- ABOUT THIS EXERCISE:
Give an exact reproduction of all the lines in the listing.
+++
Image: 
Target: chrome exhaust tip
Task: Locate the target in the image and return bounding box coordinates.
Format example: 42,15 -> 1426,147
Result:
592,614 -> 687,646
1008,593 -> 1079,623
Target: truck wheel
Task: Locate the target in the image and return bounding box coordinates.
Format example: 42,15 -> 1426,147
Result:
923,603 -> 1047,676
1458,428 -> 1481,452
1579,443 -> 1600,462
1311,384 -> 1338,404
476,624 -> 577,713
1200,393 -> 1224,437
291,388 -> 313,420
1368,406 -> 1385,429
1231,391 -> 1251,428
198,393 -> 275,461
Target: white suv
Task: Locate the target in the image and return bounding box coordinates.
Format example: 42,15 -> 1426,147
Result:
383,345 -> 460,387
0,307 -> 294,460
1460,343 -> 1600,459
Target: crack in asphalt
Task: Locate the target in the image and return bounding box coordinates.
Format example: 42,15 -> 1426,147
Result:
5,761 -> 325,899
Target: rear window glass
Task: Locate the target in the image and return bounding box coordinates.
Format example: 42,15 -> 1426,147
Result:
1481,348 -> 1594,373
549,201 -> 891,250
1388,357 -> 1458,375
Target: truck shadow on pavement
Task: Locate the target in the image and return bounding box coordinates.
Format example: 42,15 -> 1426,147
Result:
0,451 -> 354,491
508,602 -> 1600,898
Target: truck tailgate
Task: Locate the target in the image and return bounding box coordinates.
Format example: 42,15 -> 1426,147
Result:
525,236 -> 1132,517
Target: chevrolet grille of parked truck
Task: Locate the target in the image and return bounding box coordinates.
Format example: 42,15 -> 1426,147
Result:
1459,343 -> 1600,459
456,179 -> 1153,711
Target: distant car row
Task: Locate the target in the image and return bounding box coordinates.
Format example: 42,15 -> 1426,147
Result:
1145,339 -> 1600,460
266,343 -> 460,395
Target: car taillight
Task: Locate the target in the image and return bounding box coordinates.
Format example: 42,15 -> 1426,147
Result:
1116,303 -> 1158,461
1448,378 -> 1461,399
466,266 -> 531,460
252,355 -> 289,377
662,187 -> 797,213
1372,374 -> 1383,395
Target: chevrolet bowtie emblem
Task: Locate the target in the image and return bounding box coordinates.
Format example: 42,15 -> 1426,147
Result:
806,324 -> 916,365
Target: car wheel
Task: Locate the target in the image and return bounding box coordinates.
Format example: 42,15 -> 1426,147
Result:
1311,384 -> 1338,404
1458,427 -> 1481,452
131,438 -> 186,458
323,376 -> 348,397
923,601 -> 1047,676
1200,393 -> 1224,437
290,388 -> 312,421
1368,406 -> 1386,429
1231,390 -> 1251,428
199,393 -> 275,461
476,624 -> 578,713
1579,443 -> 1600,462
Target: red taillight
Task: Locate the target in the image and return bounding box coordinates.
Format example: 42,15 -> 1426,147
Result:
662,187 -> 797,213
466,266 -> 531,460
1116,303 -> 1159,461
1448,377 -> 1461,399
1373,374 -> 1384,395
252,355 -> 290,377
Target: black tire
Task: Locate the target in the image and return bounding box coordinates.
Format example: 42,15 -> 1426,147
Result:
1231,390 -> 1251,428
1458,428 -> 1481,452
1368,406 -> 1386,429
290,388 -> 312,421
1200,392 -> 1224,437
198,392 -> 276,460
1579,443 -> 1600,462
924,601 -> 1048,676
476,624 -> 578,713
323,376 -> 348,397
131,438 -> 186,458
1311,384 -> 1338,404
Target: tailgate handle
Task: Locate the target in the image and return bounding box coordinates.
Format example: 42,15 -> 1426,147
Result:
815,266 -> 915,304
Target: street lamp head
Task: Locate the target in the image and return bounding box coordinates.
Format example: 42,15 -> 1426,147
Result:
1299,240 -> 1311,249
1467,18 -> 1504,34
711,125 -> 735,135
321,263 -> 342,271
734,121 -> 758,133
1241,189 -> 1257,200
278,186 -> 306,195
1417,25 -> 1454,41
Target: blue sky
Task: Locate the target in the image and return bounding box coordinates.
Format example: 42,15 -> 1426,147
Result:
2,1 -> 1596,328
+++
- ANSWER BOX:
Image: 
Target: chrome exhaust tip
Task: Locate the target in the image and return bounding box coordinates.
Format example: 42,15 -> 1426,147
Result:
592,614 -> 687,646
1008,593 -> 1079,623
Target: truck wheel
Task: Locate the target in the image and return bounding box coordinates.
Format example: 42,15 -> 1426,147
Result:
923,603 -> 1047,676
1458,428 -> 1481,452
1579,443 -> 1600,462
1311,384 -> 1338,404
476,624 -> 577,713
1200,393 -> 1224,437
291,388 -> 313,420
1368,406 -> 1385,429
1231,391 -> 1251,428
198,393 -> 275,461
Target: white suv
Task: Locate the target in the image and return bounding box coordinates.
Format example: 42,15 -> 1426,147
Result:
383,345 -> 460,387
0,307 -> 294,460
1460,343 -> 1600,459
Target: crack in asphalt
Task: Locate the target in the image and return bounding box coordinates.
Format example: 42,15 -> 1426,147
Result:
5,761 -> 325,899
Target: rear window glass
Task: Locate the target in the image and return bounding box coordinates.
Format example: 42,15 -> 1426,147
Result:
1481,348 -> 1594,373
549,201 -> 891,250
1388,357 -> 1458,375
Target: truck shadow on pavement
Task: Locate the target in the image and return bounding box coordinates.
Format example: 42,15 -> 1426,147
Result:
0,451 -> 354,491
508,602 -> 1600,898
Target: truck tailgate
Task: Locate the target in the image and return bounding box coordinates.
Format example: 42,15 -> 1426,147
Result:
525,236 -> 1132,517
Target: chevrolet grille of parked truck
Task: Locate the target in the image and return bounding box coordinates.
Format example: 42,15 -> 1426,147
Result:
1459,343 -> 1600,459
456,179 -> 1153,711
Target: distant car row
Task: Locate the target in the image and return bounding box coordinates.
Format example: 42,15 -> 1426,147
Result:
1145,339 -> 1600,460
266,343 -> 460,395
Target: car taillight
Task: Locate the target in the image and return bounding box coordinates.
Format example: 42,15 -> 1426,147
Result:
1116,303 -> 1158,461
1448,378 -> 1461,399
466,266 -> 531,460
252,355 -> 289,377
662,187 -> 797,213
1372,374 -> 1383,395
Target: chevrolet bowtie emblem
Task: Locate the target in the image and return bounding box coordinates.
Format example: 42,15 -> 1426,147
Result:
806,324 -> 916,365
Target: car wheel
Task: Locate the target in the image and return bounding box coordinates.
Format example: 42,15 -> 1426,147
Result:
1311,384 -> 1338,404
1458,427 -> 1481,452
131,438 -> 186,458
323,376 -> 348,397
923,601 -> 1047,676
1200,393 -> 1224,437
290,388 -> 312,421
1368,406 -> 1386,429
1231,390 -> 1251,428
199,393 -> 275,461
476,624 -> 578,713
1579,443 -> 1600,462
Target: red taillight
Task: Locate the target in the image and return bounding box coordinates.
Format example: 42,15 -> 1426,147
Result:
662,187 -> 797,213
466,266 -> 531,460
1116,303 -> 1159,461
1448,377 -> 1461,399
1373,374 -> 1384,395
252,355 -> 290,377
Target: black tire
Task: Locate the target in the image and return bounding box coordinates.
Format example: 42,15 -> 1426,147
Result:
1231,390 -> 1251,428
1458,428 -> 1481,452
1368,406 -> 1386,429
290,388 -> 312,421
1200,392 -> 1224,437
198,392 -> 276,460
1579,443 -> 1600,462
924,601 -> 1048,676
476,624 -> 578,713
323,376 -> 348,397
131,438 -> 186,458
1311,384 -> 1338,404
Target: tailgate handle
Task: Locate the target in the image and return bounding box coordinates.
Format example: 42,15 -> 1426,147
Result:
815,266 -> 915,304
Target: street lamp head
Task: Locate the target in the image and return bounding box coordinates.
Format example: 42,15 -> 1426,147
Result:
1299,240 -> 1311,249
1467,18 -> 1504,34
711,125 -> 735,135
321,263 -> 342,271
734,121 -> 758,133
1241,189 -> 1257,200
278,186 -> 306,195
1417,25 -> 1454,41
Target: blue sky
Task: Locate the target in the image and return bounding box coordinates.
Format example: 42,15 -> 1426,147
Result:
2,1 -> 1596,328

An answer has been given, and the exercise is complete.